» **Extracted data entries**
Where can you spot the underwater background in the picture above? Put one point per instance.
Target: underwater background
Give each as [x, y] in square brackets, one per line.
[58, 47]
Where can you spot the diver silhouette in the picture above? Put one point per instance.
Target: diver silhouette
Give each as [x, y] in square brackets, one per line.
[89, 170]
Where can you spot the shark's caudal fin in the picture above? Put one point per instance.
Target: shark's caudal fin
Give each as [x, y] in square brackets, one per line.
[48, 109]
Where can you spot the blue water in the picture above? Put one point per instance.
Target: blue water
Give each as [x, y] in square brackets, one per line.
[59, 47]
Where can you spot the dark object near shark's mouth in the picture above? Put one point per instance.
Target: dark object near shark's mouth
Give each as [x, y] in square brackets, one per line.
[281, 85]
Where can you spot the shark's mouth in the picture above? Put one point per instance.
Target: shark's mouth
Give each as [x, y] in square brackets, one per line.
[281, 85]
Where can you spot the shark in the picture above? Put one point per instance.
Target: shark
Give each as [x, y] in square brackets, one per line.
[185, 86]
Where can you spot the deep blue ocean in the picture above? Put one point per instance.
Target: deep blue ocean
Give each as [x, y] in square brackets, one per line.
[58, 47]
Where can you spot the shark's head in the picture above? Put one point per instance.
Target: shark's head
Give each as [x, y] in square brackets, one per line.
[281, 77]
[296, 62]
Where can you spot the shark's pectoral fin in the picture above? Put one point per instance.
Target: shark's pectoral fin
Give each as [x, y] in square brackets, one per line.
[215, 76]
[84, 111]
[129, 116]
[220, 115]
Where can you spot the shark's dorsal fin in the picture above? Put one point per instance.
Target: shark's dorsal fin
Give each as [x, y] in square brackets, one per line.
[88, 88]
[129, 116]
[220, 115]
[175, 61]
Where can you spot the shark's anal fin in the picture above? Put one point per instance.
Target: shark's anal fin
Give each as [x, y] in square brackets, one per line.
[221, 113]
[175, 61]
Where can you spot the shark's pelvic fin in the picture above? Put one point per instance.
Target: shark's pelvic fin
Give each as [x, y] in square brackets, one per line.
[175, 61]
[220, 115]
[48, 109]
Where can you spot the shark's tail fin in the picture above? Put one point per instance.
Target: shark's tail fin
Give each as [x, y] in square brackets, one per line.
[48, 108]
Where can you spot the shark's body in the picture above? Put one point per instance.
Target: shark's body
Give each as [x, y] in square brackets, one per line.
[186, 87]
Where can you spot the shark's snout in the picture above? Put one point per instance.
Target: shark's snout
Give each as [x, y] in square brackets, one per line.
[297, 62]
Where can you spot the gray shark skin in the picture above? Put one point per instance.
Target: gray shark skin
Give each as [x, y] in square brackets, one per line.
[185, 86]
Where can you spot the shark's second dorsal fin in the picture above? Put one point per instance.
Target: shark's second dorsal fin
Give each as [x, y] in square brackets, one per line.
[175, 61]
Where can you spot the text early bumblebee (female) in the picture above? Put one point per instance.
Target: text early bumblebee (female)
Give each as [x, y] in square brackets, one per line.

» **WRITTEN PROBLEM**
Repeat exactly the lines above from the line that contains "Where can you spot the gray" through the end. Include both of these ends; leave out everything else.

» **WRITTEN RESPONSE**
Where can you spot the gray shark skin in the picture above? Put one point per instance.
Target: gray shark skin
Give each as [x, y] in square brackets, one per line.
[185, 86]
Where can you spot the shark's second dorsal fin in the picture above? Put one point per instance.
Target: shark's second dorsal fin
Give each as [x, y] in square brackets, one per line.
[175, 61]
Where can you spot the text early bumblebee (female) in the picture above? Put one point per instance.
Target: text early bumblebee (female)
Give each as [x, y] in square brackets, one per line.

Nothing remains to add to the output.